▶ To do
Please rewrite the entries below with "shoulder" changed to "elbow" everywhere it occurs, leaving every other word unchanged.

━━ Dataset rows

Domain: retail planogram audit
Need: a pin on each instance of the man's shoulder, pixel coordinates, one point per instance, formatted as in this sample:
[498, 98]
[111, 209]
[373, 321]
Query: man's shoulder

━━━━

▶ Task answer
Domain: retail planogram audit
Need: a pin on each instance of the man's elbow, pixel coordinates, one point per instance, formatted as in this sample:
[498, 98]
[111, 209]
[373, 321]
Query: man's elbow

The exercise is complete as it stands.